Exercise objective
Type out, word for word, the stretch of the search engine optimization blog excerpt from "I read and participate" through "fall for it.".

Document extract
The actual SES show session chart makes me feel better about the real emphasis placed on organic search by Danny Sullivan and the SES conference managers. A quick scan of planned topics and tracks on the event calendar shows organic receiving complete and effective coverage.

But doesn't promotion of a show affect attendance, media attention and public participation in the show? SEO's will attend those sessions that help them expand their skillset and extend their overall knowledge of organic search. But those dazzled by the dollars, including the media covering the show, will look all starry eyed at those SEM spending stats and not enough at the SEO effectiveness stats.

I guess it means SEO's will continue to have a powerful role in the search industry, but will continue to be seen as black magic practicing wizards using voodoo and potions to achieve dramatic results for clients who value SEO. But the clearer ROI from columns of numbers controlled by SEM's is easier to quantify and understand.

That means that, eventually, more attention will be paid to Click Fraud Sessions until the dollars spent on SEM exceed acceptable conversion numbers in those ROI calculations. Then, unless search engines find enough incentive to effectively battle click fraud in PAID SEARCH, attention will rightly move to organic SEO. I'm really grateful that SEO flies under the radar to keep out the bad guys in black hats

Tuesday, February 21, 2006

Don't be a DIP - SEO You Don't Know


I read and participate in several email discussion lists. The following is an exchange I had with another list member that is relevant to SEO and a common misunderstanding with web site owners unfamiliar with best practices of search engine optimization. I'll leave his name out of this post as I haven't got his permission to use it. But the comments run like so:
I was advised that if I create multiple D.I.P.'s (Directory Information Pages) and submit them twice per month to all search engines that I could be assured of top 20 listings
Your first clue to bad information here is that you were advised to create D.I.P.'s, an acronym probably created by a company that has a large network of D.I.P.'s and makes their living promoting them. They think you are a DIP too - don't fall for it.

Second, there is no need to submit the pages to the search engines. Submissions have been entirely unnecessary for at least the past three years as search engine spiders regularly crawl and re-crawl sites. The more often you add new content (on a regular schedule) the more often the site is re-visited by the crawlers. If you do any type of article marketing, online press release distribution, or blogging - your site will be re-crawled on about the same schedule at which you routinely add that content to your site.

Your post to this list got you a link from the last issue, now posted in the archive and re-crawled often due to frequent updates and high popularity. Submissions are not necessary unless you've never gotten an external link, never add anything new to your site and never do any marketing or posting to discussion lists. Expect the search engines to revisit your site this week because you posted here.

I could be assured of top 20 listings in most of the top 15 search engines
There are four search engines that send 99 percent of referred visitors to your site. The following numbers are drawn from about a dozen client sites I have access to server traffic statistics for. Google - sending an average of 60 to 70 percent of search engine referred traffic, Yahoo - sending an average of 10 to 15 percent of search engine referred traffic, MSN - sending an average of 5 to 7 percent of search engine referred traffic and Ask - sending an average of less than 1 percent of all search engine referred traffic.

Data lines

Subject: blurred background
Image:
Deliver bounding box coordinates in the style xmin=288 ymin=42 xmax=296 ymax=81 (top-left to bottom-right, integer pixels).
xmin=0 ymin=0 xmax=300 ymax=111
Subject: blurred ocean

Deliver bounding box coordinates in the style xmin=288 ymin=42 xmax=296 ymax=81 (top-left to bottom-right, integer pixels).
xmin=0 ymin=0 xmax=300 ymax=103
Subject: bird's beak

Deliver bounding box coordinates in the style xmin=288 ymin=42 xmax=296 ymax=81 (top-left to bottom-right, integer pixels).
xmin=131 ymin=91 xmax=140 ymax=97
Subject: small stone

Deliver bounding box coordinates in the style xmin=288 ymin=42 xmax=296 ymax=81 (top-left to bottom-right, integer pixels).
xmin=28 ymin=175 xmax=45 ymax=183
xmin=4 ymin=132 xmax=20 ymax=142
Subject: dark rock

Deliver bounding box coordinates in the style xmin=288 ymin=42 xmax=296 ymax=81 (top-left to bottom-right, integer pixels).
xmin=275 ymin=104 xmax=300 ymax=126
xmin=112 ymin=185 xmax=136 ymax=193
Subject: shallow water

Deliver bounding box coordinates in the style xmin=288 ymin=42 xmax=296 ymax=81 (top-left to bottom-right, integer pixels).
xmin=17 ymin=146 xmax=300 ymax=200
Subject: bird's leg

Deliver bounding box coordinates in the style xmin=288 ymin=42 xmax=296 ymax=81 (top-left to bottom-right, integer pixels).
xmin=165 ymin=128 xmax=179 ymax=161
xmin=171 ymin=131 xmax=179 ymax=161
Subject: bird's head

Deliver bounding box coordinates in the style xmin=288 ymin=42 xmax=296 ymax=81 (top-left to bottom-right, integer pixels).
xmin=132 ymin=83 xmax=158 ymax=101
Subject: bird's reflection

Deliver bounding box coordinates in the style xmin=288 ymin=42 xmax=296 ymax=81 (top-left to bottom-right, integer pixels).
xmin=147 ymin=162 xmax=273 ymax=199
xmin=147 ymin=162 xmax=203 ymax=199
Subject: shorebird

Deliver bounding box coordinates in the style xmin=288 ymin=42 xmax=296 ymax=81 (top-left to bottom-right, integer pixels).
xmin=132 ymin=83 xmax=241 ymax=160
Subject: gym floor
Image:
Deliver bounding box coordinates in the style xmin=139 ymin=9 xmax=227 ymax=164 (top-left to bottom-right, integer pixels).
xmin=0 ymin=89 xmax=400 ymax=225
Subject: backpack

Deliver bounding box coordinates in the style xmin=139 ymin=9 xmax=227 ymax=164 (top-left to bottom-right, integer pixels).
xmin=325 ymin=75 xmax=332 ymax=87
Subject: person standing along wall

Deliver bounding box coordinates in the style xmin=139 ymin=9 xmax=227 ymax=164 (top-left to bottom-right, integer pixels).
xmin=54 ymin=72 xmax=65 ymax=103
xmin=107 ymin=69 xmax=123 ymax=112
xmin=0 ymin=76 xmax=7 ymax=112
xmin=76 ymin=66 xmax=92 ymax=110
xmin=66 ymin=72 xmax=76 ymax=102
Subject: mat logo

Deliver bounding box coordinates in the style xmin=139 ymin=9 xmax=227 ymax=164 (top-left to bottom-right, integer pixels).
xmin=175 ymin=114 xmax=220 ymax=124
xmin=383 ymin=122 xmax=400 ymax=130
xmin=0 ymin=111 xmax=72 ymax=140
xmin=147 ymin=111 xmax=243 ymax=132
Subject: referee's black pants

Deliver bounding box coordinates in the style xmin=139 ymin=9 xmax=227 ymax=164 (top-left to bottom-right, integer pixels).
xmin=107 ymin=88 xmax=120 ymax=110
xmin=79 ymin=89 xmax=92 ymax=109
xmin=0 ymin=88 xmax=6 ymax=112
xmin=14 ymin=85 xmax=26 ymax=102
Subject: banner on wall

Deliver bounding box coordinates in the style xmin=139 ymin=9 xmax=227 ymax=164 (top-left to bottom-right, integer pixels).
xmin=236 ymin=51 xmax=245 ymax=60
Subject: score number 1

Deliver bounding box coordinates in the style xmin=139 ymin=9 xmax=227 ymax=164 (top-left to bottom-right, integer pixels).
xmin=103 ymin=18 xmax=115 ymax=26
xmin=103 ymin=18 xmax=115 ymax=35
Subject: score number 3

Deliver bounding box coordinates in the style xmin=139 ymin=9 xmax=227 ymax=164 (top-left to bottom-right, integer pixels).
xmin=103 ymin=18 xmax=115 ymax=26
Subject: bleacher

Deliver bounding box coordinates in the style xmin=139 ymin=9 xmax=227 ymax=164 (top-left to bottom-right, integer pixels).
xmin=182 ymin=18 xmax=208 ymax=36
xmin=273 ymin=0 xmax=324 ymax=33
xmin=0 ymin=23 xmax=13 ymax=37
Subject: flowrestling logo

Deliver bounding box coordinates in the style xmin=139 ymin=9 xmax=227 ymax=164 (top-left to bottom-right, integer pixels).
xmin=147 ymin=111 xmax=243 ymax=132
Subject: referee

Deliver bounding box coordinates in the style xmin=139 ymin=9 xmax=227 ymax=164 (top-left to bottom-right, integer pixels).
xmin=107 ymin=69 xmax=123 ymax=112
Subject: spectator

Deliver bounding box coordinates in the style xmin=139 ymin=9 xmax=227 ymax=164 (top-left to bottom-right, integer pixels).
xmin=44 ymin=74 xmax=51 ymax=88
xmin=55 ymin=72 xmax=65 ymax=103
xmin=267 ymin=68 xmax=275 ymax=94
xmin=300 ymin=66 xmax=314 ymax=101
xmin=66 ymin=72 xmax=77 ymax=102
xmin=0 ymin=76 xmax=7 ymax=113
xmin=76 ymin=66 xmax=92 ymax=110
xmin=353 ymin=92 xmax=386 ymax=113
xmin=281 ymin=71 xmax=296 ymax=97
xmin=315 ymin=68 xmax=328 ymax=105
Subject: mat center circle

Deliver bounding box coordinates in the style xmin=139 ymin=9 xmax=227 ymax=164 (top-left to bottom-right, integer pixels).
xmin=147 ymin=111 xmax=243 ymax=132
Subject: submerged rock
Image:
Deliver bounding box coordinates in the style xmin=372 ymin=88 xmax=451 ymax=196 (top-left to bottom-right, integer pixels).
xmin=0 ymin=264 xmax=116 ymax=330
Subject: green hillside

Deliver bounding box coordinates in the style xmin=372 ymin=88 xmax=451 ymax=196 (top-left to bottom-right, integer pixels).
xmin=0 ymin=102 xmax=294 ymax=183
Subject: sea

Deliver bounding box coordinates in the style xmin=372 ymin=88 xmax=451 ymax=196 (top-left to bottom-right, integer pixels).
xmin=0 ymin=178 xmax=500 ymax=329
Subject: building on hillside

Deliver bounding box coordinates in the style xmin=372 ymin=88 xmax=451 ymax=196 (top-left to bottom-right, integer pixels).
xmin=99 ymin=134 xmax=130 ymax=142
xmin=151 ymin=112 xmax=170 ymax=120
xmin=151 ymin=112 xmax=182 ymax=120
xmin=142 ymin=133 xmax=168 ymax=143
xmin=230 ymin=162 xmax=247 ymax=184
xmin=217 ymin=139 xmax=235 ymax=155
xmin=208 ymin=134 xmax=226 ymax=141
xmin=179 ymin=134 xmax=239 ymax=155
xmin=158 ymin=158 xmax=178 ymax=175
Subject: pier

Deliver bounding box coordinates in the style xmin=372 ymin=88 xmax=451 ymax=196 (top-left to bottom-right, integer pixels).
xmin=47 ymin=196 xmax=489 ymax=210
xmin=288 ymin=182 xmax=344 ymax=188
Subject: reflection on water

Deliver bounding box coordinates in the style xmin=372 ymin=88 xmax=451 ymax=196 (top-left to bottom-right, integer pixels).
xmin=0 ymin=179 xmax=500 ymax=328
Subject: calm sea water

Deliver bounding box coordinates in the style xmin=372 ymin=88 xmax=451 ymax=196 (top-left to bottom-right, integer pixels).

Worked solution
I read and participate in several email discussion lists. The following is an exchange I had with another list member that is relevant to SEO and a common misunderstanding with web site owners unfamiliar with best practices of search engine optimization. I'll leave his name out of this post as I haven't got his permission to use it. But the comments run like so:
I was advised that if I create multiple D.I.P.'s (Directory Information Pages) and submit them twice per month to all search engines that I could be assured of top 20 listings
Your first clue to bad information here is that you were advised to create D.I.P.'s, an acronym probably created by a company that has a large network of D.I.P.'s and makes their living promoting them. They think you are a DIP too - don't fall for it.